### Required work
• a. In the article on women and smoking, how many chemicals do cigarettes contain?
• b. Please reproduce the part of the article on women and smoking that opens with the words containing "About five years" and closes with "the first place.".

### Exercise text
Among Women, Smoking Is Especially Destructive
06/27/01
Diane Stover is the chief of pulmonary medicine at Memorial Sloan- Kettering Cancer Center in New York. Eighty percent of the diseases she treats are related to smoking. And she's got a special warning for women: Smoking hurts you more than it hurts men,
In March, Surgeon General David Satcher released a report on women and smoking that backs her up. It showed that smoking was about the worst thing a woman could do for her own health, the health of a fetus, or the health of any small children exposed to her secondary smoke.
About five years ago, when her daughter started middle school, Stover was shocked to see children standing outside the school, smoking. She also was embarrassed that she didn't know then that 6,000 kids start smoking every day, and 3,000 of them become chronic smokers. The upshot was the formation of an American College of Chest Physicians task force to look for ways of getting women and girls off the weed.
The most dreaded disease among women is breast cancer, and for good reason. But statistics tell us that lung cancer kills more women than breast, uterine and ovarian cancer combined. The task force set about underscoring the specific health hazards to women and girls who smoke, with an emphasis on preventing children from starting to smoke in the first place.
"There's data that shows girls may be more susceptible to the effects of tobacco when they are adolescents, as opposed to boys whose lung growth span is much longer," Stover says. "During the fertile years, if a woman wants to become pregnant, it takes, on average, a year longer if she smokes. The saddest part for the passive smoker is the fetus. There are 4,000 chemicals in cigarettes, 50 of which are cancer-causing."
Women who smoke have more miscarriages, and their babies have higher rates of upper-respiratory disease. Now evidence shows a higher incidence of sudden infant death syndrome among babies whose mothers smoke. Children exposed to secondhand smoke, Stover says, are more prone to middle-ear infections, upper- and lower-chest infections and asthma. "The effects on children are really devastating," she says.

### Material supplied

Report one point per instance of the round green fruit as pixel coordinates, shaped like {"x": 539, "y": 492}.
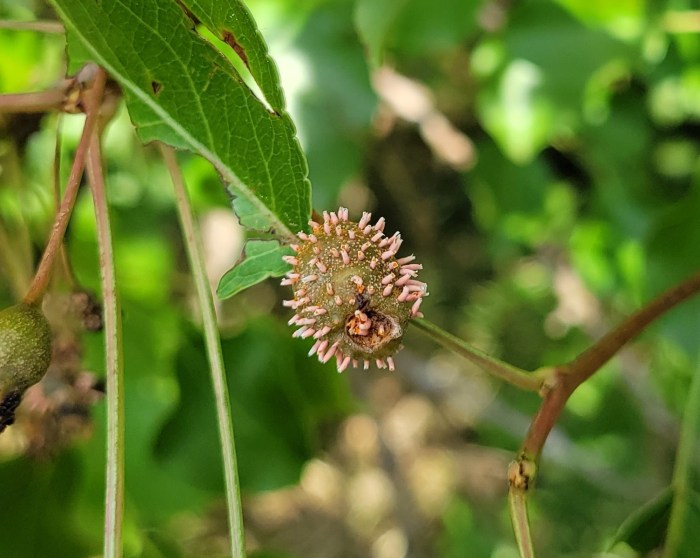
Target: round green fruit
{"x": 25, "y": 348}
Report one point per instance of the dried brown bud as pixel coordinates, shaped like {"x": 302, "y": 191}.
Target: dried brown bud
{"x": 351, "y": 294}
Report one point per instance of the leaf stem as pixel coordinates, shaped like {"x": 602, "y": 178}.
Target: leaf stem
{"x": 678, "y": 523}
{"x": 41, "y": 101}
{"x": 114, "y": 492}
{"x": 516, "y": 376}
{"x": 195, "y": 254}
{"x": 517, "y": 504}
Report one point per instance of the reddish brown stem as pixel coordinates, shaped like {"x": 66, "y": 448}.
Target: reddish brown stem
{"x": 567, "y": 377}
{"x": 562, "y": 382}
{"x": 42, "y": 101}
{"x": 43, "y": 274}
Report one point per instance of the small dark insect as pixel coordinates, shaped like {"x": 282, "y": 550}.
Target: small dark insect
{"x": 362, "y": 301}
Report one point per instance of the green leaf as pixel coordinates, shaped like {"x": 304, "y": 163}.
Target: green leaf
{"x": 40, "y": 516}
{"x": 180, "y": 90}
{"x": 232, "y": 23}
{"x": 683, "y": 538}
{"x": 373, "y": 20}
{"x": 263, "y": 259}
{"x": 645, "y": 528}
{"x": 277, "y": 417}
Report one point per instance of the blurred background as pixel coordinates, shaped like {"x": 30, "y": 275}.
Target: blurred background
{"x": 540, "y": 158}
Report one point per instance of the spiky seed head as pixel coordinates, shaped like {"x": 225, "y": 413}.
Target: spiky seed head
{"x": 351, "y": 294}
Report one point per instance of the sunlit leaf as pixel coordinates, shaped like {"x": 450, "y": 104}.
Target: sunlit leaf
{"x": 180, "y": 90}
{"x": 263, "y": 259}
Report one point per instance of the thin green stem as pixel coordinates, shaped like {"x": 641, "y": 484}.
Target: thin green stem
{"x": 195, "y": 253}
{"x": 517, "y": 503}
{"x": 114, "y": 493}
{"x": 502, "y": 370}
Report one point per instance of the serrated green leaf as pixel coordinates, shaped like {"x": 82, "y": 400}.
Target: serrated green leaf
{"x": 180, "y": 90}
{"x": 263, "y": 259}
{"x": 373, "y": 20}
{"x": 232, "y": 23}
{"x": 278, "y": 420}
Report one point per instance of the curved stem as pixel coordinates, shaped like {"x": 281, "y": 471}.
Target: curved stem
{"x": 567, "y": 377}
{"x": 195, "y": 253}
{"x": 563, "y": 381}
{"x": 502, "y": 370}
{"x": 41, "y": 101}
{"x": 517, "y": 504}
{"x": 43, "y": 273}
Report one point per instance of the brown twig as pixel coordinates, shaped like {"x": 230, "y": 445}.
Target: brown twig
{"x": 567, "y": 377}
{"x": 94, "y": 88}
{"x": 41, "y": 101}
{"x": 563, "y": 381}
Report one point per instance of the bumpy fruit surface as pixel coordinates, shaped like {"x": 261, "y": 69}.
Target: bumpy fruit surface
{"x": 25, "y": 348}
{"x": 351, "y": 294}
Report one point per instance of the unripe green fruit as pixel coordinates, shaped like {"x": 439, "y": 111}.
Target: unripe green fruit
{"x": 25, "y": 348}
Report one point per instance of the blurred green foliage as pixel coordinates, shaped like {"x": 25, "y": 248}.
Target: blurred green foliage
{"x": 580, "y": 203}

### Task results
• a. 4,000 chemicals, 50 of which are cancer-causing.

• b.
About five years ago, when her daughter started middle school, Stover was shocked to see children standing outside the school, smoking. She also was embarrassed that she didn't know then that 6,000 kids start smoking every day, and 3,000 of them become chronic smokers. The upshot was the formation of an American College of Chest Physicians task force to look for ways of getting women and girls off the weed.
The most dreaded disease among women is breast cancer, and for good reason. But statistics tell us that lung cancer kills more women than breast, uterine and ovarian cancer combined. The task force set about underscoring the specific health hazards to women and girls who smoke, with an emphasis on preventing children from starting to smoke in the first place.